● AUFGABE 1:
Prüfe, ob die Aussagen (a), (b) und (c) mit dem Bericht über die Familie Fürste übereinstimmen, und belege jedes Ja oder Nein mit den entscheidenden Worten des Berichts als wörtlichem Zitat.
(a) Nicola Fürste kam am Vormittag des 28. September 1994 von einem Yogakurs nach Hause.
(b) Peter Fürste war bei United Distillers als Leiter der Buchhaltung beschäftigt.
(c) Nicola und Peter Fürste hatten fünf Jahre vor dem Unglück geheiratet.
● AUFGABE 2: Schreibe den Bericht über die Familie Fürste im Anschluss an seinen letzten Satz weiter.

● QUELLE:
..............................

Am Sonntag vor 20 Jahren verloren die Hamburger Hockeybrüder Moritz und Jonas Fürste ihren Vater Peter beim Untergang der Fähre „Estonia“. Mit Björn Jensen sprachen ihre Mutter Nicola und sie erstmals gemeinsam über das Unglück und seine Auswirkungen

Als Nicola Fürste am Vormittag des 28. September 1994 von ihrem Yogakurs nach Hause kam, ahnte sie nicht, dass ihr Leben ein völlig anderes werden würde. Aber sie sah das Auto, das am Straßenrand vor ihrem Haus in Lemsahl-Mellingstedt parkte, und sie spürte, dass etwas passiert sein musste. Sie erkannte am Nummernschild, dass es Mitarbeiter der Firma United Distillers waren, in der ihr Mann Peter, 37, als Leiter der Abteilung Duty Free beschäftigt war. Dem Wagen entstiegen sein Chef und eine Sekretärin, und die Nachricht, die sie überbrachten, zog der damals 35-Jährigen den Boden unter den Füßen weg. Peter, den sie zehn Jahre zuvor geheiratet hatte, sei auf einer Geschäftsreise mit der Ostseefähre „Estonia“ in schwerem Sturm untergegangen (siehe Infokasten). Über sein Schicksal könne man noch nichts Endgültiges sagen, man müsse aber vom Schlimmsten ausgehen.

..............................

● DATENABSCHNITT:

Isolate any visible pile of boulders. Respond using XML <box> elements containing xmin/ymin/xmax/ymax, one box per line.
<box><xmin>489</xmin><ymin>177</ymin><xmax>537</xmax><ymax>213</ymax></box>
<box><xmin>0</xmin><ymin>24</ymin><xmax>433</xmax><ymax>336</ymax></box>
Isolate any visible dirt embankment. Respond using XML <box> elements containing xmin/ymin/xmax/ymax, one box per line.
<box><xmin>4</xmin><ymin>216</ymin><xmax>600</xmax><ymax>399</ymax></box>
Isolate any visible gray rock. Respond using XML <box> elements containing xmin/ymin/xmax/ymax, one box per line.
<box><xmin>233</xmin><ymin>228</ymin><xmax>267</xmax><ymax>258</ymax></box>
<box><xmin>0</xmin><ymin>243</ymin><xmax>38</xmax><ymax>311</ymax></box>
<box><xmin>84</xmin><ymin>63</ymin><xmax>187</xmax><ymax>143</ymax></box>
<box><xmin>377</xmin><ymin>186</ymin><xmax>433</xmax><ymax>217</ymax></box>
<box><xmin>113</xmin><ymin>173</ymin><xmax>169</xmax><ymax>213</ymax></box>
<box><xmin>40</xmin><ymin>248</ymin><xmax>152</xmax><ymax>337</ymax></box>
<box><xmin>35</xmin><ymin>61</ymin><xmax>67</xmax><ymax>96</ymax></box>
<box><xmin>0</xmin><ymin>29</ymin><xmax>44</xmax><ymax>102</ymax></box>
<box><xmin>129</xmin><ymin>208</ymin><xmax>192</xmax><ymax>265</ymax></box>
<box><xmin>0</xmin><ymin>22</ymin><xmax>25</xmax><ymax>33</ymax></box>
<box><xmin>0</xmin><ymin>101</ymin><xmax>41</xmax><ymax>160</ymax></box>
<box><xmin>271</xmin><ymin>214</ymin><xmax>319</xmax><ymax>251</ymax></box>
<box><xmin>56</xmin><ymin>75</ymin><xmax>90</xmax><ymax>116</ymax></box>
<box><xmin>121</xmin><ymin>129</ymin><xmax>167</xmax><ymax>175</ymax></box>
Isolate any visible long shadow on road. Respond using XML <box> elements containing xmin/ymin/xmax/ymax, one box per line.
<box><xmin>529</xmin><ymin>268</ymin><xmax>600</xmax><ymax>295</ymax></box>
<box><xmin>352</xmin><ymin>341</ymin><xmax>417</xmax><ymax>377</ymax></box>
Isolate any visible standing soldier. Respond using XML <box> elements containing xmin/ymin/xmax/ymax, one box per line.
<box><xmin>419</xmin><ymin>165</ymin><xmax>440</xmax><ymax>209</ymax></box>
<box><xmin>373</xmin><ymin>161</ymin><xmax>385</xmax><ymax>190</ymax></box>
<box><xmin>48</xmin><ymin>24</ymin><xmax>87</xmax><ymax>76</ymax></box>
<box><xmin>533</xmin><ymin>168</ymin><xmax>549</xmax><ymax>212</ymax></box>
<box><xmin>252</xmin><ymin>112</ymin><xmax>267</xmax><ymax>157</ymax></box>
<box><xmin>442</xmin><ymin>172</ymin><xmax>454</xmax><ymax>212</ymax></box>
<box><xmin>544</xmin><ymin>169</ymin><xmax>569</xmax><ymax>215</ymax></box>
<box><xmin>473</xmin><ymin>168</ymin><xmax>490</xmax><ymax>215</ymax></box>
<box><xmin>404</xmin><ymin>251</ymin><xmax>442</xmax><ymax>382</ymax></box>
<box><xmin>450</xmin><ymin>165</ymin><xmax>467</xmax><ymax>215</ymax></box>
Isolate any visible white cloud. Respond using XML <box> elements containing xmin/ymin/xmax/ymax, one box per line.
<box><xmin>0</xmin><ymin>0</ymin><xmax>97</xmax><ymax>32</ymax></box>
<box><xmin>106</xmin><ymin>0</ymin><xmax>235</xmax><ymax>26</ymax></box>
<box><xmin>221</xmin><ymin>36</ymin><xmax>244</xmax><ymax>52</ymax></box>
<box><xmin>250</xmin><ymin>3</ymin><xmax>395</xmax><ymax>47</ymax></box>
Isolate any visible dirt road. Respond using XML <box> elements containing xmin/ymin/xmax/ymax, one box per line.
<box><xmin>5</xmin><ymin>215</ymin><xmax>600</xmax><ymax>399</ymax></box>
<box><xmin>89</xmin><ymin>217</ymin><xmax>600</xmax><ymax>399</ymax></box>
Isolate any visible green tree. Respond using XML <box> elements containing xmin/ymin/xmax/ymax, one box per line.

..............................

● ANTWORT 1:
(a) Ja: „Als Nicola Fürste am Vormittag des 28. September 1994 von ihrem Yogakurs nach Hause kam“
(b) Nein: „als Leiter der Abteilung Duty Free beschäftigt“
(c) Nein: „den sie zehn Jahre zuvor geheiratet hatte“

● ANTWORT 2:
Die gelassene Sachlichkeit, mit der die 55-Jährige, die in Meiendorf im Hort einer Grundschule arbeitet, heute von ihrem Schicksal erzählen kann, ist beeindruckend. Sie tut es in der Öffentlichkeit zum ersten Mal, ebenso wie ihre beiden Söhne Moritz, 29, und Jonas, 27, die in Hamburg als Hockey-Bundesligaspieler des Uhlenhorster HC bekannt sind. Moritz war 2008 und 2012 Olympiasieger und 2012 sogar Welthockeyspieler des Jahres, und natürlich haben er und Jonas über die Jahre sehr viele Anfragen erhalten, ob sie über ihre Familientragödie berichten würden. Immer haben sie abgelehnt, auch und vielleicht vor allem, weil die Mutter keinen Sinn darin erkannte, ihr Privatleben in der Öffentlichkeit auszubreiten. Aber jetzt, da sich an diesem Sonntag Peter Fürstes Tod zum 20. Mal jährt, sind sie bereit gewesen für dieses eine Gespräch. Es ist das erste, das sie gemeinsam führen über das schreckliche Unglück. Sie sehen es als eine Art Schlussstrich an; nicht unter das Gedenken an den Vater, das wird ewig anhalten. Aber unter die vielen Fragen, die ihnen gestellt werden, auch heute noch.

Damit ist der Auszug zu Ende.